(RECORD EXCERPTS)
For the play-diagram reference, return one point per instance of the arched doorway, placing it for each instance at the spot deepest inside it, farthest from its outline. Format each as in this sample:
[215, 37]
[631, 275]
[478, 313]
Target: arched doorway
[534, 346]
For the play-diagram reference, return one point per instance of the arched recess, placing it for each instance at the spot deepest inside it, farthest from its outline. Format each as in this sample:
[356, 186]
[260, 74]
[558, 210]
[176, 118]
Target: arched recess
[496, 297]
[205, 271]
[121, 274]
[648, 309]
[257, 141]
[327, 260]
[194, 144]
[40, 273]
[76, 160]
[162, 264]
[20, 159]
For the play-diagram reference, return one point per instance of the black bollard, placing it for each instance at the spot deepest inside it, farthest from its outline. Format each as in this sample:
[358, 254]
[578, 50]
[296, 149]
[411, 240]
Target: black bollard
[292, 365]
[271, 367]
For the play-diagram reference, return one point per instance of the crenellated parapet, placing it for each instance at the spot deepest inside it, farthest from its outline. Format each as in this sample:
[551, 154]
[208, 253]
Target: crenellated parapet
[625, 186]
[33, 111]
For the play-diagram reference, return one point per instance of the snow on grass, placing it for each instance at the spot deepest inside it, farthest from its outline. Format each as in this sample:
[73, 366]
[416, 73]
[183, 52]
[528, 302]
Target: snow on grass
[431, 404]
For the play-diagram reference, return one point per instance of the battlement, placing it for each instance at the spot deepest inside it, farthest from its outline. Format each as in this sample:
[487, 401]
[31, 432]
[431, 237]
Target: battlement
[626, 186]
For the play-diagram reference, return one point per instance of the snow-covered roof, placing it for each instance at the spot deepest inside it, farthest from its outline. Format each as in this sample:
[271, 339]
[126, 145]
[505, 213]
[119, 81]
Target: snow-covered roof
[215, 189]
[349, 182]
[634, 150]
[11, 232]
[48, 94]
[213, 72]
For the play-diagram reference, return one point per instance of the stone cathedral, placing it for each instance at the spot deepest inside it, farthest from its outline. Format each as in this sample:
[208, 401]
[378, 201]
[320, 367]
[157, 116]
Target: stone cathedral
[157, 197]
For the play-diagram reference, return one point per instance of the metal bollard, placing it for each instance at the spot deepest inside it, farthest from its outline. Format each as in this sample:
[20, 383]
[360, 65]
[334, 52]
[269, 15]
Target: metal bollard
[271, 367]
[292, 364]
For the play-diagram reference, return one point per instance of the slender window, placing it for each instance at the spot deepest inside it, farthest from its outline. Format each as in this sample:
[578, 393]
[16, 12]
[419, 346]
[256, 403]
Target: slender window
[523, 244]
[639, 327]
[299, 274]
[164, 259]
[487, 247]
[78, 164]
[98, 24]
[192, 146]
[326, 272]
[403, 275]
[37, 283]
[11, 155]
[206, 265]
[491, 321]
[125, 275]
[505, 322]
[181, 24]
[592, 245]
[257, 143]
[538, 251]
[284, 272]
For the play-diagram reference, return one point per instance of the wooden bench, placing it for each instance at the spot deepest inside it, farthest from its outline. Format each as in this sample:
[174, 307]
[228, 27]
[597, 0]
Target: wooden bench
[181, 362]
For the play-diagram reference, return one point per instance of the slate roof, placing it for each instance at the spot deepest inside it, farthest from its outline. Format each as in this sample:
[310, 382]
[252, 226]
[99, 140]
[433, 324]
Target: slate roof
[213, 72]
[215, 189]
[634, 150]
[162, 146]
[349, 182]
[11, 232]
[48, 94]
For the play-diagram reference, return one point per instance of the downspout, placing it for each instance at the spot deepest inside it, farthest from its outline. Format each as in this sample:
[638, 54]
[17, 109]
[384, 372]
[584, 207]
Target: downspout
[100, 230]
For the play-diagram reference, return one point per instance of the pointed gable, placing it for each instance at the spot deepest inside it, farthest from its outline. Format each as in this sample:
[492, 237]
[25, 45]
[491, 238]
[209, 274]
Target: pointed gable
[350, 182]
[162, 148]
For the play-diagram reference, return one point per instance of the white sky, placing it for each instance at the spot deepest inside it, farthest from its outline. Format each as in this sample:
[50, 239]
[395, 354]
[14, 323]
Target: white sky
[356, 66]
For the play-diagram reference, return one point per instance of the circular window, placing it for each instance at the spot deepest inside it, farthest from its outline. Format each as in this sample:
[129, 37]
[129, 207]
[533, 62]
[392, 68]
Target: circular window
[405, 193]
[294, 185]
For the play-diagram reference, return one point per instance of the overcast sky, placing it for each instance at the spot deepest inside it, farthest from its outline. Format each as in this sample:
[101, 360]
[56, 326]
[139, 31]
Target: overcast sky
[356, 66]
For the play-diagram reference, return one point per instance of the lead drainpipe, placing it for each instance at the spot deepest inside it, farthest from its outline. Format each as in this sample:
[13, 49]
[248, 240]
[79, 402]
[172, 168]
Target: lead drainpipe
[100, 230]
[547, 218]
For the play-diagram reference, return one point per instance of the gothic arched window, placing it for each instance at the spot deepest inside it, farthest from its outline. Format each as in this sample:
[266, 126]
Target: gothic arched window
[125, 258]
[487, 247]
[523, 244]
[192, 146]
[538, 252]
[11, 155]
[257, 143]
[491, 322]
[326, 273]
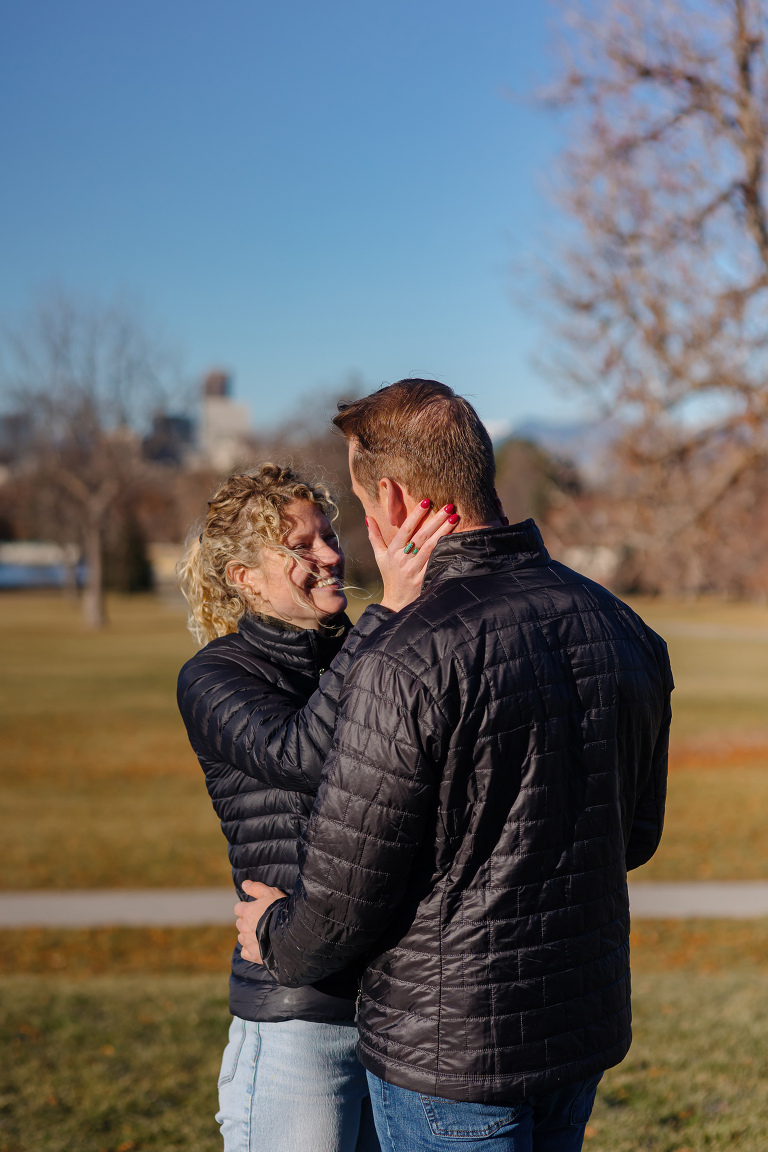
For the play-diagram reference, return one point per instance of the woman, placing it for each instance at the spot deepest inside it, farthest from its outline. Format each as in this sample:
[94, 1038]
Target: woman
[265, 585]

(THE PROBLEM) Copy out all of the data word for word. Do not carry over any picture.

(OUTPUT OF THE EXERCISE)
For the play-diagram reference, return one point per instance of the arched doorway, placing it for each instance at the spot deepest inside it, farthest from its outline. Format each as in this sample:
[215, 37]
[631, 275]
[478, 313]
Target: arched doorway
[534, 346]
For the play-diagram reference, return one point per instance of the arched recess, placing it for each instance at the spot deepest inside it, farthest from its outline. Format each as in this sample:
[356, 186]
[260, 74]
[558, 210]
[176, 118]
Target: arched recess
[496, 297]
[205, 271]
[121, 274]
[648, 309]
[257, 141]
[327, 260]
[194, 144]
[40, 273]
[76, 160]
[162, 264]
[20, 159]
For the play-diagram reference, return one point per instance of the black bollard, placing it for each instance at the spot deepest inside it, farthest from its outline. Format each as in this sample:
[358, 254]
[578, 50]
[296, 149]
[411, 240]
Target: black bollard
[292, 365]
[271, 367]
For the play-diagram reference, return one point per instance of the crenellated parapet, placing it for each instance at the spot deepest inside it, farthest from its outline. Format each as in this sample:
[551, 154]
[208, 253]
Target: crenellated parapet
[625, 186]
[33, 111]
For the play-diagram reference, return one point per instance of the snow on grass, placing it for each instance at the spot deepest inside it, farthest from its outline. Format each as in this sample:
[73, 366]
[416, 73]
[183, 52]
[528, 302]
Target: snow on grass
[431, 404]
For the play-diagram reference, return one point per instance of the battlement, placing it for each instance at the spot deepest inside it, farthest from its outline. Format each as in this sample:
[487, 401]
[31, 432]
[431, 237]
Target: battlement
[626, 186]
For the play-diagram reference, return one point per instance of the snow-covered roof, placing it for each instance at the spot deepest inside it, farthest from its outline. Format each as in this sample:
[271, 339]
[126, 145]
[505, 213]
[119, 81]
Target: snow-covered roof
[215, 189]
[349, 182]
[634, 150]
[11, 232]
[48, 94]
[213, 72]
For the play-diagram reference, return one point per instance of the stone cathedral, placing it for each instance at the spot deepest inside it, farthest from its outline. Format each as in this sample:
[208, 401]
[378, 201]
[320, 367]
[157, 116]
Target: stone cathedral
[157, 197]
For the play-diagram reference, return one point per instance of the metal bollard, placing it for each instance at the spot deepest inside it, farthest from its outline. Format each as in this sample:
[20, 383]
[360, 65]
[334, 52]
[269, 15]
Target: metal bollard
[271, 367]
[292, 364]
For the play-diagram reference, return one point per instance of the slender window, placing it for each instance at the spot deepest inside it, farthest from its outline. Format each as in this sample:
[578, 393]
[16, 12]
[419, 346]
[256, 403]
Target: slender window
[523, 244]
[639, 327]
[299, 274]
[164, 259]
[487, 247]
[78, 164]
[98, 24]
[192, 146]
[326, 272]
[403, 275]
[37, 283]
[11, 155]
[206, 265]
[491, 321]
[125, 275]
[505, 322]
[181, 24]
[592, 245]
[257, 143]
[538, 251]
[284, 272]
For the play-diagram reference, return one point per instance of the wooden bench, placing it for each instance at the spot deepest inside it, farthest from its outline. Format each as in this sample:
[174, 307]
[228, 27]
[597, 0]
Target: wooden bench
[181, 362]
For the play-diagram reference, return one point per instance of the slate roof, placing it for each instance at the spot deepest inside it, farthest from its outline. Format each as in this sample:
[310, 382]
[252, 226]
[99, 140]
[433, 324]
Target: slate roof
[213, 72]
[215, 189]
[634, 150]
[162, 146]
[349, 182]
[11, 232]
[48, 94]
For the play-diagram reference, return one point per instance of the downspout, placing it for each instance at the spot deepest inside it, farthest from its outline. Format each as in this sample:
[638, 54]
[17, 109]
[384, 372]
[584, 207]
Target: downspout
[100, 230]
For the play-diagram reference, return one point per instance of the pointed gable, placing it for each instance at the spot deepest inside it, farthest from its outline. Format each as in this sample:
[492, 237]
[25, 45]
[491, 238]
[209, 274]
Target: pointed gable
[350, 182]
[162, 148]
For the play-diagram reference, return one point per instance of the white sky, placing it for each instance at the spot deepest inside it, farthest from its outline. Format each as in this sample:
[50, 239]
[395, 354]
[14, 323]
Target: white sky
[356, 66]
For the play-diagram reference, return one point per instance of the circular window, placing it for each instance at the spot deepest inside it, farthest from its outline. Format each as in this sample:
[129, 37]
[129, 207]
[533, 62]
[392, 68]
Target: circular window
[405, 193]
[294, 185]
For the play-diagram reference, return one point per instance of the overcast sky, placing it for each instance at the spot deepest inside it, farthest from its outline. Format each as in this sample:
[101, 360]
[56, 326]
[139, 31]
Target: overcast sky
[356, 66]
For the play-diagram reference, return one point per instance of the lead drainpipe, placing it for each instance at the spot deepest inside it, farthest from its outline. Format each as in this sample:
[13, 49]
[248, 240]
[79, 402]
[172, 168]
Target: lead drainpipe
[100, 230]
[547, 218]
For the play-diagram reference, return one point per instance of the gothic arched window, placing it for each instance at the spot deepest inside it, farthest from its outline. Format each as in this sample:
[266, 126]
Target: gothic arched window
[125, 258]
[487, 247]
[523, 244]
[192, 146]
[538, 252]
[11, 155]
[257, 143]
[491, 322]
[326, 273]
For the play-diagram reference, return one point per instance of the woman, placing it for each instance at the spot deepest inside it, farthest from its outline. Format each as in this sample:
[94, 1038]
Target: woman
[265, 585]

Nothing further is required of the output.